**TASK DETAILS:** Reproduce verbatim the lines of the records, starting with the line that contains "tag the brown wood siding" and continuing through the line that contains "<point>337,325</point>", both included.

——————

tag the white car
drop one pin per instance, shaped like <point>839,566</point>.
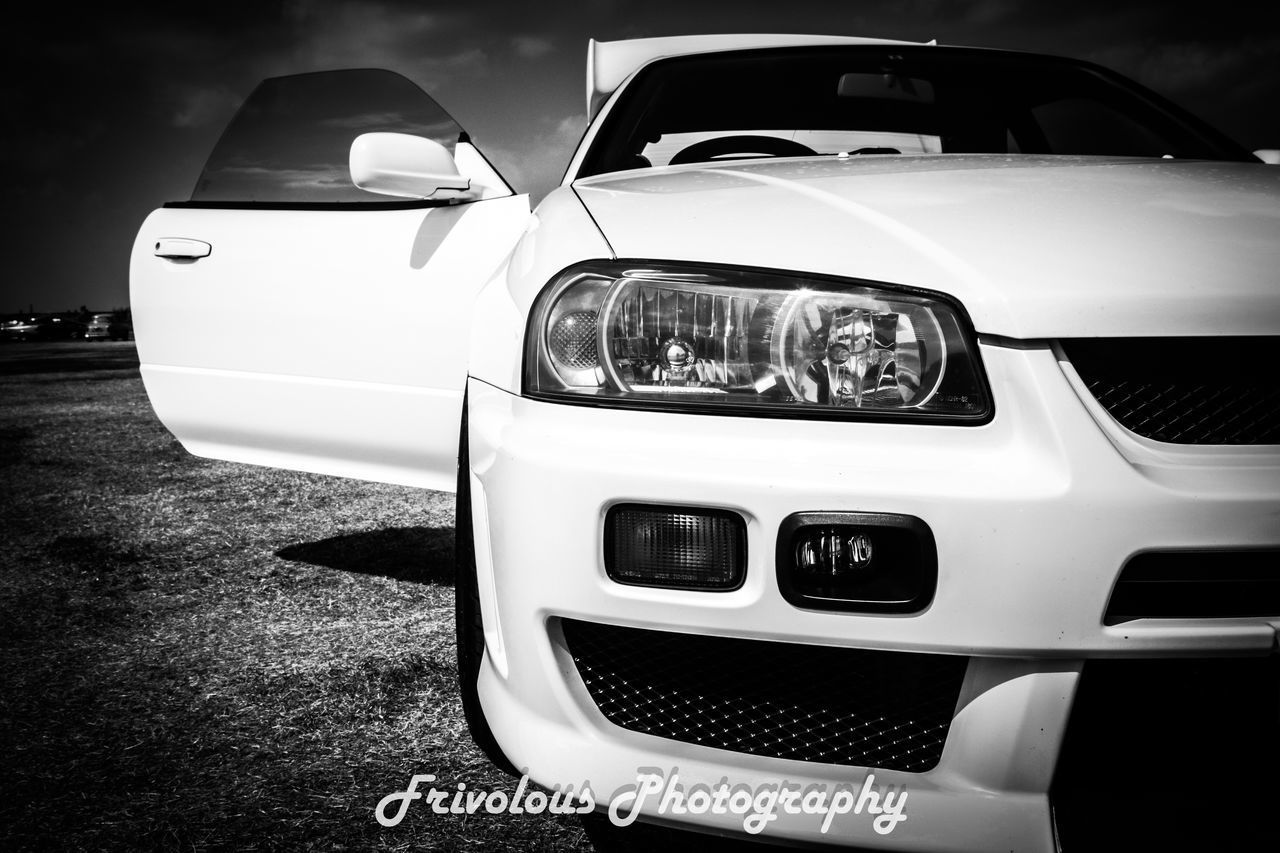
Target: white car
<point>855,416</point>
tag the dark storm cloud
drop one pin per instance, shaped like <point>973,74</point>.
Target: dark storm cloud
<point>112,110</point>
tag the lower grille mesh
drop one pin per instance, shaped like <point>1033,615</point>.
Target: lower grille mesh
<point>813,703</point>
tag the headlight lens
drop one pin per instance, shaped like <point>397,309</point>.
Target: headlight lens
<point>723,340</point>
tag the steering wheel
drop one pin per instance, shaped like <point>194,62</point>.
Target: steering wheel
<point>771,146</point>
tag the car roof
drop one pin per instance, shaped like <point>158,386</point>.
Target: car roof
<point>608,63</point>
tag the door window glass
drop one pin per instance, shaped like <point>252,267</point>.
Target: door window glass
<point>291,140</point>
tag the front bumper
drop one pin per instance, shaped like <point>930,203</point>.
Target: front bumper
<point>1033,514</point>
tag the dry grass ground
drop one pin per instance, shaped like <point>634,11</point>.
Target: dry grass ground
<point>200,655</point>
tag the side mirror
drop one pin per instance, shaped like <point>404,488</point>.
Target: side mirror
<point>405,165</point>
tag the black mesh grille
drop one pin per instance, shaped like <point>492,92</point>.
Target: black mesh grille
<point>1185,391</point>
<point>814,703</point>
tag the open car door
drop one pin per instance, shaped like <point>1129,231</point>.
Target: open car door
<point>287,318</point>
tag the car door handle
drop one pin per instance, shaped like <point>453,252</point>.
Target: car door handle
<point>182,247</point>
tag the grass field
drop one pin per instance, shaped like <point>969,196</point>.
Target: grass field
<point>201,655</point>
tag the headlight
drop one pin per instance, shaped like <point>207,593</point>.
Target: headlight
<point>684,336</point>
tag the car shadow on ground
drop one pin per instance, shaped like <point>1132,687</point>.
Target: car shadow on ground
<point>417,555</point>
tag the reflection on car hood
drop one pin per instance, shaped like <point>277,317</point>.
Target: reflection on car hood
<point>1033,246</point>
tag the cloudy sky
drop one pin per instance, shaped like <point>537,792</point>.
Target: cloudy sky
<point>112,112</point>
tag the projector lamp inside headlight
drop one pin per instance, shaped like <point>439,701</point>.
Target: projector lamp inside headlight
<point>762,342</point>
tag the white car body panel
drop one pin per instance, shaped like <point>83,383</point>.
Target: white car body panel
<point>246,359</point>
<point>1160,260</point>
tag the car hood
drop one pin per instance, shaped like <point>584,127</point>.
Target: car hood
<point>1032,246</point>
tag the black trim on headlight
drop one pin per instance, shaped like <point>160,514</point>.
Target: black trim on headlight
<point>717,340</point>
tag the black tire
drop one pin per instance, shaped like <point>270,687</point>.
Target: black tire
<point>467,619</point>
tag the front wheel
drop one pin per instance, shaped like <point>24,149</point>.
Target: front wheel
<point>467,619</point>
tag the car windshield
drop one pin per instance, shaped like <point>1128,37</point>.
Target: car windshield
<point>888,100</point>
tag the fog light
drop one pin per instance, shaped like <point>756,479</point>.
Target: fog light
<point>675,547</point>
<point>856,561</point>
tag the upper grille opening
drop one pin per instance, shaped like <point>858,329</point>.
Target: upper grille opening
<point>1185,391</point>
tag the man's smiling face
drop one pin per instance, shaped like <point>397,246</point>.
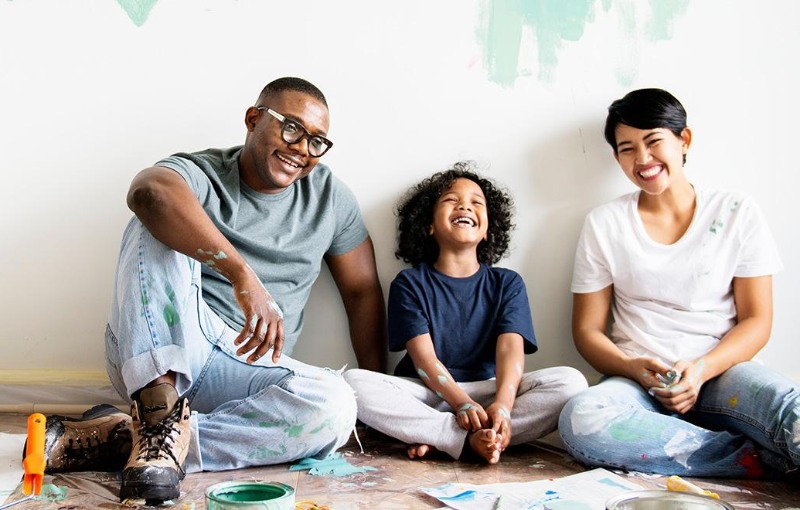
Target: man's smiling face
<point>269,164</point>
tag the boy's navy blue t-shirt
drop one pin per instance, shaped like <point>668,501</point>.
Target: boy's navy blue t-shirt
<point>464,317</point>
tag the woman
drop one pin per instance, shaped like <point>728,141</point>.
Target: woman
<point>687,276</point>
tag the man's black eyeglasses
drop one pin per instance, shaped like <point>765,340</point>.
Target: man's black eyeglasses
<point>293,132</point>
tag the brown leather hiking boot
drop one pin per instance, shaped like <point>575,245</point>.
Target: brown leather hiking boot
<point>100,440</point>
<point>161,435</point>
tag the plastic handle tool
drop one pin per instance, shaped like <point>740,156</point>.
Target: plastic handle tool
<point>34,462</point>
<point>678,484</point>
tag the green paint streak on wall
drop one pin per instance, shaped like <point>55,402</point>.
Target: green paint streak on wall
<point>504,22</point>
<point>662,18</point>
<point>552,22</point>
<point>555,21</point>
<point>502,36</point>
<point>627,70</point>
<point>137,10</point>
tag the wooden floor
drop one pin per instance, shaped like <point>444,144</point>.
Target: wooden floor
<point>395,482</point>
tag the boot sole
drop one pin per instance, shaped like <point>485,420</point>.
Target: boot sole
<point>153,494</point>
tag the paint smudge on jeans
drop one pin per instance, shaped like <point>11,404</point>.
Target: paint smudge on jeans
<point>682,445</point>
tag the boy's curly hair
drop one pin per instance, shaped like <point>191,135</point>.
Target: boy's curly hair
<point>415,216</point>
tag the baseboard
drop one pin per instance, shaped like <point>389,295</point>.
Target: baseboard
<point>55,391</point>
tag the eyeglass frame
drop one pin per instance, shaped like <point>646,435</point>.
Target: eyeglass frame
<point>284,121</point>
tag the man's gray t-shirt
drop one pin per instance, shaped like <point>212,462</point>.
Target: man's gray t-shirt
<point>283,236</point>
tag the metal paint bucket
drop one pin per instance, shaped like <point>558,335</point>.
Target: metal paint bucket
<point>250,495</point>
<point>665,500</point>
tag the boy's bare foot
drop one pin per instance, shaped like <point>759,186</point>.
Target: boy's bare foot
<point>487,444</point>
<point>418,451</point>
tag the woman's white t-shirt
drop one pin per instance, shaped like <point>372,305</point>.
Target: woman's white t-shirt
<point>673,302</point>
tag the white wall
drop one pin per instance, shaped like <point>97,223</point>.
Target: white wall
<point>90,95</point>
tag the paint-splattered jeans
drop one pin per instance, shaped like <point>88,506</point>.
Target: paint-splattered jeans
<point>407,409</point>
<point>746,423</point>
<point>248,415</point>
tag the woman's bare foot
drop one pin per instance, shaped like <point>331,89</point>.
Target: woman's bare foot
<point>418,451</point>
<point>487,444</point>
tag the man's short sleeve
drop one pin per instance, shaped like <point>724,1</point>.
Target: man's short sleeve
<point>350,228</point>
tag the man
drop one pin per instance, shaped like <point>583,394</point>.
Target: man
<point>212,278</point>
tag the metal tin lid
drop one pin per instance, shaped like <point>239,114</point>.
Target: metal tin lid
<point>665,500</point>
<point>250,495</point>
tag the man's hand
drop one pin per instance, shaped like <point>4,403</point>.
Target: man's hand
<point>263,329</point>
<point>648,372</point>
<point>681,396</point>
<point>500,421</point>
<point>471,416</point>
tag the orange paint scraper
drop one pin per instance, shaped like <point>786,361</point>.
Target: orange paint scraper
<point>34,461</point>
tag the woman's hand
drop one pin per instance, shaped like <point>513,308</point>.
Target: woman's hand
<point>470,415</point>
<point>682,394</point>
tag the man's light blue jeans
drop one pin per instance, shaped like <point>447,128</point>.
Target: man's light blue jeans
<point>746,423</point>
<point>248,415</point>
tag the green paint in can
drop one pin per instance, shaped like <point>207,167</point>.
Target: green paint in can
<point>250,495</point>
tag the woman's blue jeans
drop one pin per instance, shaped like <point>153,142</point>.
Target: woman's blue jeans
<point>746,423</point>
<point>248,415</point>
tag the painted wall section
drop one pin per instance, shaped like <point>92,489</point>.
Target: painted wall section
<point>137,10</point>
<point>552,22</point>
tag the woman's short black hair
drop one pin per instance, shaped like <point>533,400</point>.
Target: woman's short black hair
<point>645,109</point>
<point>415,216</point>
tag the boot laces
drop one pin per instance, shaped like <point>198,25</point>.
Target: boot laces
<point>156,441</point>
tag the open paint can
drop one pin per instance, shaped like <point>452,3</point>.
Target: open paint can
<point>665,500</point>
<point>250,495</point>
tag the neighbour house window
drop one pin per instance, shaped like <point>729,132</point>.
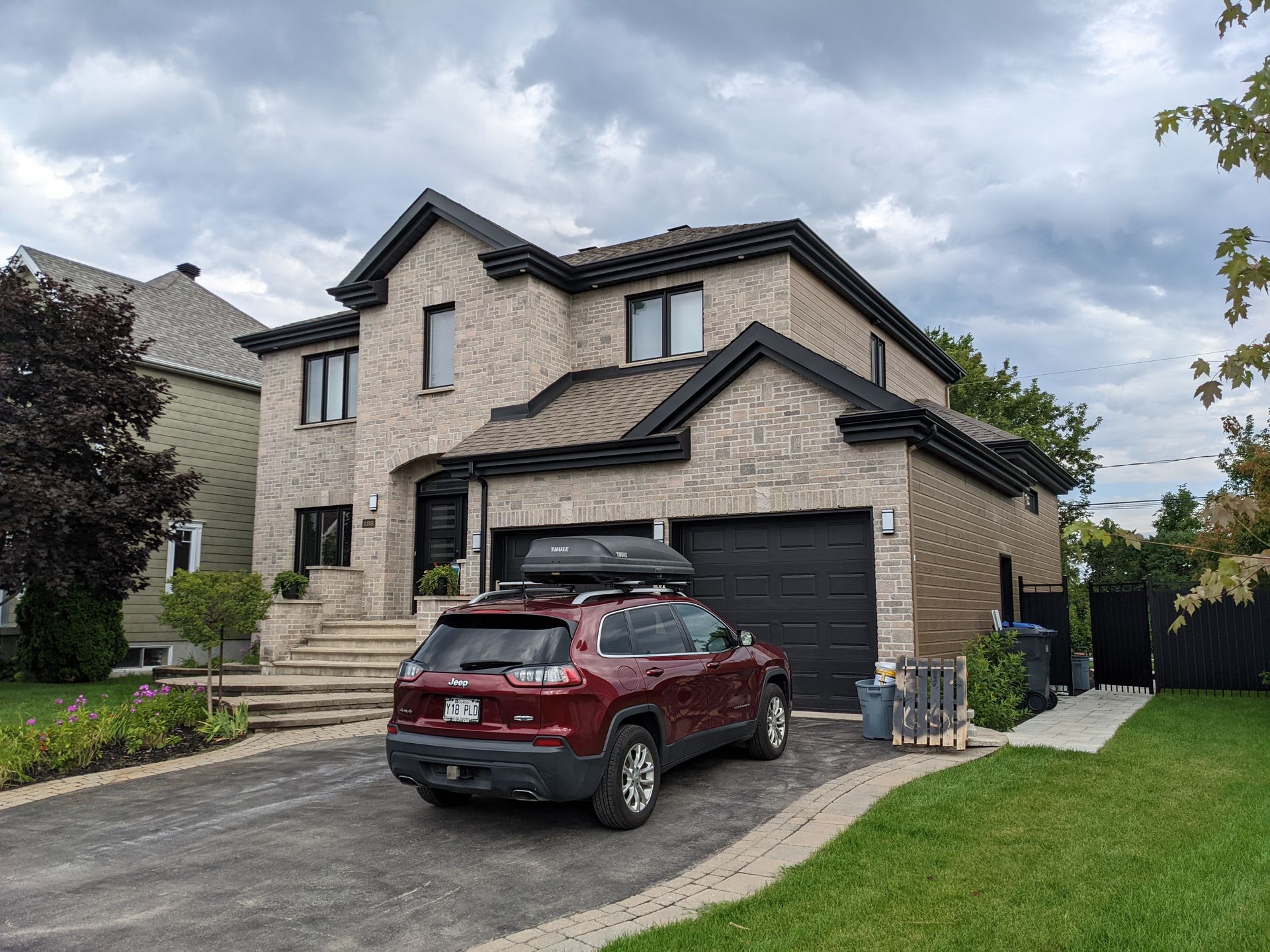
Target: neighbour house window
<point>708,633</point>
<point>878,361</point>
<point>665,324</point>
<point>439,347</point>
<point>331,386</point>
<point>324,537</point>
<point>185,549</point>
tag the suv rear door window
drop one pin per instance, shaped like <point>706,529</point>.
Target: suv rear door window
<point>615,637</point>
<point>508,640</point>
<point>656,631</point>
<point>708,634</point>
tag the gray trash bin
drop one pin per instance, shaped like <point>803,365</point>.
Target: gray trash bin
<point>875,705</point>
<point>1034,643</point>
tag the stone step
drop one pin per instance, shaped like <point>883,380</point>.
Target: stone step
<point>339,669</point>
<point>292,683</point>
<point>353,655</point>
<point>295,703</point>
<point>316,719</point>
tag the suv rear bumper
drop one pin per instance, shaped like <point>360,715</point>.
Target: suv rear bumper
<point>494,768</point>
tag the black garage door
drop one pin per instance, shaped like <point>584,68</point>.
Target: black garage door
<point>511,546</point>
<point>800,582</point>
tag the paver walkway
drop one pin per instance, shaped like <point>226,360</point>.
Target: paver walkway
<point>1083,723</point>
<point>249,746</point>
<point>748,865</point>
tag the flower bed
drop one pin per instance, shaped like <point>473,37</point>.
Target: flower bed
<point>93,735</point>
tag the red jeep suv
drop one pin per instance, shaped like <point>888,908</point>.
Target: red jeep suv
<point>556,695</point>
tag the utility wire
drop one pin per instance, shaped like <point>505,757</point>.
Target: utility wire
<point>1082,370</point>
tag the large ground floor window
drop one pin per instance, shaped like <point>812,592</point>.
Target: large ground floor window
<point>324,537</point>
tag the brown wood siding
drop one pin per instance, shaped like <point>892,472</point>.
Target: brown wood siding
<point>960,528</point>
<point>215,429</point>
<point>827,324</point>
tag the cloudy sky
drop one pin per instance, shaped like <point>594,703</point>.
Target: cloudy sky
<point>988,165</point>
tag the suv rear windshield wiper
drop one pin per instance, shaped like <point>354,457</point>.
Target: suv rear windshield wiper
<point>489,663</point>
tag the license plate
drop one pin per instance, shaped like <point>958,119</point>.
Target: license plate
<point>464,710</point>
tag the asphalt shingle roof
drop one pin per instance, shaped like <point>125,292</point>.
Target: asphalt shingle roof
<point>190,324</point>
<point>667,239</point>
<point>588,412</point>
<point>977,429</point>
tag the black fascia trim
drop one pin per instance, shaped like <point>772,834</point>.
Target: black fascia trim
<point>413,225</point>
<point>760,340</point>
<point>663,447</point>
<point>922,428</point>
<point>1035,462</point>
<point>553,391</point>
<point>337,325</point>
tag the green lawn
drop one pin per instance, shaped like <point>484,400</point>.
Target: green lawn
<point>21,701</point>
<point>1159,842</point>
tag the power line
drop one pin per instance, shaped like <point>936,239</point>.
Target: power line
<point>1082,370</point>
<point>1152,462</point>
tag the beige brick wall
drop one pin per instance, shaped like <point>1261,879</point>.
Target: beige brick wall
<point>962,530</point>
<point>765,444</point>
<point>827,324</point>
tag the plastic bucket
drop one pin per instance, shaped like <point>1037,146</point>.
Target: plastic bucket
<point>875,705</point>
<point>884,673</point>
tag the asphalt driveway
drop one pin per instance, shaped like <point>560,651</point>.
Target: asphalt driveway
<point>318,847</point>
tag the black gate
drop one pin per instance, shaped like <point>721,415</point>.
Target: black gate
<point>1121,622</point>
<point>1047,604</point>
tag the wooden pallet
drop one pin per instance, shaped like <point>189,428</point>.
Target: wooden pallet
<point>930,703</point>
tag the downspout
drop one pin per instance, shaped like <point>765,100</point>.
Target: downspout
<point>484,522</point>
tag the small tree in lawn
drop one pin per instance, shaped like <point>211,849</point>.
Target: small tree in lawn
<point>207,607</point>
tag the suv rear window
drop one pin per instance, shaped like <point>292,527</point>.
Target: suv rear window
<point>509,639</point>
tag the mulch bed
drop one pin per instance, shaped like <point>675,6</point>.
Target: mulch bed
<point>113,758</point>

——————

**ANSWER TO THE TASK:**
tag the brown wood siding
drop one pin per instance, shaped like <point>892,472</point>.
Target: brown wood siding
<point>960,528</point>
<point>215,429</point>
<point>827,324</point>
tag the cloudy sky
drop one pin per instance, shaped like <point>594,703</point>.
Target: cloudy sky
<point>988,165</point>
tag the suv rear windshield wiper
drop one pin per instance, shaped like <point>354,457</point>.
Target: suv rear windshield wiper
<point>489,663</point>
tag the license plate
drop one pin per instance, shaped like <point>958,119</point>.
Target: license plate
<point>464,710</point>
tag the asphalt shingle roof
drop one pin per instance, shaped like <point>125,292</point>.
Target: asphalt shingle roof
<point>190,324</point>
<point>667,239</point>
<point>588,412</point>
<point>977,429</point>
tag the black fascia trim
drop one pin per instance, shaped like <point>772,834</point>.
Target: black fascia trim
<point>413,225</point>
<point>760,340</point>
<point>663,447</point>
<point>922,428</point>
<point>1035,462</point>
<point>553,391</point>
<point>337,325</point>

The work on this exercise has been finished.